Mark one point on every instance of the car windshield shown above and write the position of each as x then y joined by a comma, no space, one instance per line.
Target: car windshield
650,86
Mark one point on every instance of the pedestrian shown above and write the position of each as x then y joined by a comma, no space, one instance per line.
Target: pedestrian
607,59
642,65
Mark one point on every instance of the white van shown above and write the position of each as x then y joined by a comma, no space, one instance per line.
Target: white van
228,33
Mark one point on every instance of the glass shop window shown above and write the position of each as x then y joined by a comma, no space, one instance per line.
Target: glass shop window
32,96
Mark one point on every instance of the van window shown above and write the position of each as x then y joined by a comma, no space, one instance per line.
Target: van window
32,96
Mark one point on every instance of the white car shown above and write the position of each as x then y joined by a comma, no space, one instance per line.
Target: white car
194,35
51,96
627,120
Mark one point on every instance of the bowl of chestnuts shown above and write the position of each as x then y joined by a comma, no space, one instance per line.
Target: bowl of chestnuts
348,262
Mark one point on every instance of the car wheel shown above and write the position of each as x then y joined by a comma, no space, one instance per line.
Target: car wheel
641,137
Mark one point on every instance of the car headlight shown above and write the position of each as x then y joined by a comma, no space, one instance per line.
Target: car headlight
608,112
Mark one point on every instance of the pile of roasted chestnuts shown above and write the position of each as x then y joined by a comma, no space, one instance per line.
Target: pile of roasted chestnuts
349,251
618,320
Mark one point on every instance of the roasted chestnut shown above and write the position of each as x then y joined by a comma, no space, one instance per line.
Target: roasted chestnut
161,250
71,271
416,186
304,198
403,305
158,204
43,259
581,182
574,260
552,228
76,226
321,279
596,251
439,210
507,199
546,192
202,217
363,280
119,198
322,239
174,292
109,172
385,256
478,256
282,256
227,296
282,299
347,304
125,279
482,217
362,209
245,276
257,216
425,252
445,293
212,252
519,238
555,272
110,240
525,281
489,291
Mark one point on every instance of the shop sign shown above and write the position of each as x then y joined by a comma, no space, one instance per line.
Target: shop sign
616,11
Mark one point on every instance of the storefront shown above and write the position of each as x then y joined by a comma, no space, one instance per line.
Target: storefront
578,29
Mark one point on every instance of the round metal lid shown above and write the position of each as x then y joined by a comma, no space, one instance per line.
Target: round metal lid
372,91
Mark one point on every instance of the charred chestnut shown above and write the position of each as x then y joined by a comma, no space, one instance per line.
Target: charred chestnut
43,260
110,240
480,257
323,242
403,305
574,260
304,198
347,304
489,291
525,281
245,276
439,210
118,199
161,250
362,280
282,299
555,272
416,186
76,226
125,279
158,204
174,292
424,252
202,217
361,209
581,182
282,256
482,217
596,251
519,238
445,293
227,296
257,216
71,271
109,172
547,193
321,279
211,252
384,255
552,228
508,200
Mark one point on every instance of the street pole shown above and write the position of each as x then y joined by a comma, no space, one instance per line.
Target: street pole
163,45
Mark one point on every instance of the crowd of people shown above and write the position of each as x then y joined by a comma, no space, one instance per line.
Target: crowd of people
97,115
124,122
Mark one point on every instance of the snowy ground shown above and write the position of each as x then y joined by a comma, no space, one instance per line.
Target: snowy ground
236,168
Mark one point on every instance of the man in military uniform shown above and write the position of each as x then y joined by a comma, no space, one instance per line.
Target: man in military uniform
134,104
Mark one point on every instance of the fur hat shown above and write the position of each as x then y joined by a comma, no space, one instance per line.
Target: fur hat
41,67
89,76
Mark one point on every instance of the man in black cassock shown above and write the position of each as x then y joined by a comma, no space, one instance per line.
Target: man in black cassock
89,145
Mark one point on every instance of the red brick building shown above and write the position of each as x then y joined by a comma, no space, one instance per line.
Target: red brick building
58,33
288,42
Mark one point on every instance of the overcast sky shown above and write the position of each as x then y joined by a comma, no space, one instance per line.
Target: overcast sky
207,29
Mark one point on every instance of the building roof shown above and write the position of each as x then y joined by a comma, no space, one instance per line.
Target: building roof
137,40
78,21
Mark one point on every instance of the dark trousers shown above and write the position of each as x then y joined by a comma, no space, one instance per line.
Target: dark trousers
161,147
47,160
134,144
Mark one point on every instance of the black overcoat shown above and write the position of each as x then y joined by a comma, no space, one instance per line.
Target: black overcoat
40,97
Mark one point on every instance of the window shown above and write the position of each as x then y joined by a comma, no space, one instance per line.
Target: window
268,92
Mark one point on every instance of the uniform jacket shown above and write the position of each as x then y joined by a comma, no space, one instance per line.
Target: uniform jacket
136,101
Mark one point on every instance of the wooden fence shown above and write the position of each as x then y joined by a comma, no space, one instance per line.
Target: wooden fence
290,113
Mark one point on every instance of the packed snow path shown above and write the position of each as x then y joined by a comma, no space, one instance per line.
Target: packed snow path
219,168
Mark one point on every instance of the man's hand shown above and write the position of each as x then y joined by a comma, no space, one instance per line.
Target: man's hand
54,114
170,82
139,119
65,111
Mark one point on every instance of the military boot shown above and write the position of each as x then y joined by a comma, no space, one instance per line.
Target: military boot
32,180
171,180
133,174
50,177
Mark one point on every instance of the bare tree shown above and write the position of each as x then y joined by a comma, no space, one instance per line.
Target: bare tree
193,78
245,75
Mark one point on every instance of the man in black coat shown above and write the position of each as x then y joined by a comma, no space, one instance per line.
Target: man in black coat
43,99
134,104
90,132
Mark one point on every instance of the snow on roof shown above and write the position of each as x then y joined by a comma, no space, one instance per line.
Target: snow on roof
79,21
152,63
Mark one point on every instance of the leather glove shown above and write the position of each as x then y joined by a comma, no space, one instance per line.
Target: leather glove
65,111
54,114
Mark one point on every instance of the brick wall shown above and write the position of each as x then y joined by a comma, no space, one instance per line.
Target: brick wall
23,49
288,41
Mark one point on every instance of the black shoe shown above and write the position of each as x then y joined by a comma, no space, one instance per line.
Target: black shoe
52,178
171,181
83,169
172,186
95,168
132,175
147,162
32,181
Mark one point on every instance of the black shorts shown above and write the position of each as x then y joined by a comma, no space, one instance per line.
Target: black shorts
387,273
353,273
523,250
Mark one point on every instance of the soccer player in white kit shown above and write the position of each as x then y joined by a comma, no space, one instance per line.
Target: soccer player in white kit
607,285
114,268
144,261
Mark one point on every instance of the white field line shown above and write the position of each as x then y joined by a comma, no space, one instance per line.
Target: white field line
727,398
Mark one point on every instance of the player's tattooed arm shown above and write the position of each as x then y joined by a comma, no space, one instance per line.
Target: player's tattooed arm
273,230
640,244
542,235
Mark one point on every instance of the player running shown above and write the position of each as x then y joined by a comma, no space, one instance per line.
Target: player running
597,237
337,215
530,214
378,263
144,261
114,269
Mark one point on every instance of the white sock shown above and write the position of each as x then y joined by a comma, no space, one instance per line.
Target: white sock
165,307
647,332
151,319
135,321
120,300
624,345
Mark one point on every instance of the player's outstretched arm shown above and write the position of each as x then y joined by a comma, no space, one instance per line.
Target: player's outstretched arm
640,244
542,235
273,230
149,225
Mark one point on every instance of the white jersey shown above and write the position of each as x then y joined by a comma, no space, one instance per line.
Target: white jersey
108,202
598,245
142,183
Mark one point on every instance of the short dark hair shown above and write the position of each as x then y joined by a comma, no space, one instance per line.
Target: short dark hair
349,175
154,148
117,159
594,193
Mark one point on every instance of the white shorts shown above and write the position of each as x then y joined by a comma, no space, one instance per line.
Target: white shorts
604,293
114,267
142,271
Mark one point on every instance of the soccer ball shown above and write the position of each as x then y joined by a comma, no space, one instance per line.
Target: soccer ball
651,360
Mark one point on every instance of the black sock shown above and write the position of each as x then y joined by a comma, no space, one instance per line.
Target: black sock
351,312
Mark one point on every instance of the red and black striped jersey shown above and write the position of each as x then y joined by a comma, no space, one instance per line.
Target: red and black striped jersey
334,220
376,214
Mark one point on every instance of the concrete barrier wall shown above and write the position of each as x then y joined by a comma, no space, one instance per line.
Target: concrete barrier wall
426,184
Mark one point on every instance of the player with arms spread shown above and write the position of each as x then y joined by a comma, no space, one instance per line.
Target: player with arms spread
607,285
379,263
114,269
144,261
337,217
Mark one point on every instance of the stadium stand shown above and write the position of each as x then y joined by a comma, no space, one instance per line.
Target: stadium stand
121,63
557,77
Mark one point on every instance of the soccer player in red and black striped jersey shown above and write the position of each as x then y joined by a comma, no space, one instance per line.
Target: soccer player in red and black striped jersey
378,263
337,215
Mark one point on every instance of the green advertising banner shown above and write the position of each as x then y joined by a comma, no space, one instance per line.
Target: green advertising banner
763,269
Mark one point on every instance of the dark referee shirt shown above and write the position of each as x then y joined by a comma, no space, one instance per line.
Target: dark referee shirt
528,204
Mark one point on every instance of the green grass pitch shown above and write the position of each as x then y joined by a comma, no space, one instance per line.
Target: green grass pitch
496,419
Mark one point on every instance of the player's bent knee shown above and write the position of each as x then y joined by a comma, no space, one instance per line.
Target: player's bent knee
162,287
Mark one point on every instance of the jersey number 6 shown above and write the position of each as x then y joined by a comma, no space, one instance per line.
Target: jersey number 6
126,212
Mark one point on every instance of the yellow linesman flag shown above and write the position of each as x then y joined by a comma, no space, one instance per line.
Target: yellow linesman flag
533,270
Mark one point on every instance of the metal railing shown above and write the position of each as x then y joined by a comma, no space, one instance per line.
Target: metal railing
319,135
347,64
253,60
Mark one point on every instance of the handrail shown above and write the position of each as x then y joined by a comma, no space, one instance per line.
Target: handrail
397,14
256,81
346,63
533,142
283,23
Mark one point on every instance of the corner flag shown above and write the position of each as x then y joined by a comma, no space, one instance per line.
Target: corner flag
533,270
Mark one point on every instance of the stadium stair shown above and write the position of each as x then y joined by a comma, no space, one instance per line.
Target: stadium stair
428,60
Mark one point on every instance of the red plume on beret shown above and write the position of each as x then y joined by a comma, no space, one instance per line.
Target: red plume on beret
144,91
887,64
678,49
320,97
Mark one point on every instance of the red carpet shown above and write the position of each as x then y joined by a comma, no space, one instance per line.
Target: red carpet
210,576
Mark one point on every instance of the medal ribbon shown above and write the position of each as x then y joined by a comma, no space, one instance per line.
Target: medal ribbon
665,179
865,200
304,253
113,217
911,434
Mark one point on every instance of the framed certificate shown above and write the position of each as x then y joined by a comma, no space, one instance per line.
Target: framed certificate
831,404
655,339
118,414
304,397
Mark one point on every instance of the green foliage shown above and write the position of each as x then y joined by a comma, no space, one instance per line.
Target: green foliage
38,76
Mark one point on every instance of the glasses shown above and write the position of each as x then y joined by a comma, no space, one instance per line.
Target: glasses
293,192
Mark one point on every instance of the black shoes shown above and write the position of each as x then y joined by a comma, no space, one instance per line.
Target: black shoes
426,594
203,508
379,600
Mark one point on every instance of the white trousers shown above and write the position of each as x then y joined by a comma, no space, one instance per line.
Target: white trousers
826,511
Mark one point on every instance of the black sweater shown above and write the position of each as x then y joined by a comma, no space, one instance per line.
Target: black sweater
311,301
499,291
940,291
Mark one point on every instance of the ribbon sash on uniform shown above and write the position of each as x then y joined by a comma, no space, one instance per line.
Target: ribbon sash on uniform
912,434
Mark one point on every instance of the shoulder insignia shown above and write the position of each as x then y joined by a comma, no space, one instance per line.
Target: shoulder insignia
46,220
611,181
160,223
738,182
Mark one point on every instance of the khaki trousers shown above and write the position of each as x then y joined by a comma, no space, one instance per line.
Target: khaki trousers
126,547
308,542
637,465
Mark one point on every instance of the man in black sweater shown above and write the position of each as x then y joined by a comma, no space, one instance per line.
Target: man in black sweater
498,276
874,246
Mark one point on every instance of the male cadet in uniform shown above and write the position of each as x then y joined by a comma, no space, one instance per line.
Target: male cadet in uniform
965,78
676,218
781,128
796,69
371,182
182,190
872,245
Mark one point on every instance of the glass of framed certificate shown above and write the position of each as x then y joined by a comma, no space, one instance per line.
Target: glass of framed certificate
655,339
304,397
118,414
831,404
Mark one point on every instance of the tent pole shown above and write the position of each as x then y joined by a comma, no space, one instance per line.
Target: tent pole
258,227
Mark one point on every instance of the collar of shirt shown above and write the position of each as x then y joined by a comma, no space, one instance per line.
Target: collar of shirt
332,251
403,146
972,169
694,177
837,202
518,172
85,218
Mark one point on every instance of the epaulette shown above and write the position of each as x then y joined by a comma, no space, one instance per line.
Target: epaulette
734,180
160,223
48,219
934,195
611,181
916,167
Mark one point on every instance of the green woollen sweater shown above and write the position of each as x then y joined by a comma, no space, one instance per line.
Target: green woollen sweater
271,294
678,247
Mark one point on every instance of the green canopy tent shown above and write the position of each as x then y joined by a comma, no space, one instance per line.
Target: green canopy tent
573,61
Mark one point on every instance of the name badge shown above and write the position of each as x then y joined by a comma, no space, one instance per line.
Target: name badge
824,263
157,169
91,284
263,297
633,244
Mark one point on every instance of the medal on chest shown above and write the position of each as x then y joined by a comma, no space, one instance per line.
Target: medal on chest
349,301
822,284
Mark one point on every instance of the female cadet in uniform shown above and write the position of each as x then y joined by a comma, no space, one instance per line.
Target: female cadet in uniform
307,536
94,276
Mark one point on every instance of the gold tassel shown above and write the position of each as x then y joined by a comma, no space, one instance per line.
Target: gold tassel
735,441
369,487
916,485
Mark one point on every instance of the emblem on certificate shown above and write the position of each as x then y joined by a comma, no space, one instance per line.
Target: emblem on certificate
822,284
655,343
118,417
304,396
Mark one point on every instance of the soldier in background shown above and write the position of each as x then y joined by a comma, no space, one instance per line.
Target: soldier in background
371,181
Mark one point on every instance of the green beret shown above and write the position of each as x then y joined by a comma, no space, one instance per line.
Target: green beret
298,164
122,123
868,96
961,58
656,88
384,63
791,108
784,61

#####

Exercise details:
Copy the data word for word, starting at the line that contains "Mark one point on every instance of the soldier" and ending at the last line of the data.

The completed task:
Mark one point on every instance of the soldier in background shown above and write the position of each as x then y joined by a comma, no space, one instance per line.
Target: soldier in background
371,181
Mark one point on every instance of the green beret shown above and write the position of each as x then y joined by a comma, no space, one instance per line.
Target: green beret
298,164
122,123
868,96
961,58
656,88
384,63
791,108
784,61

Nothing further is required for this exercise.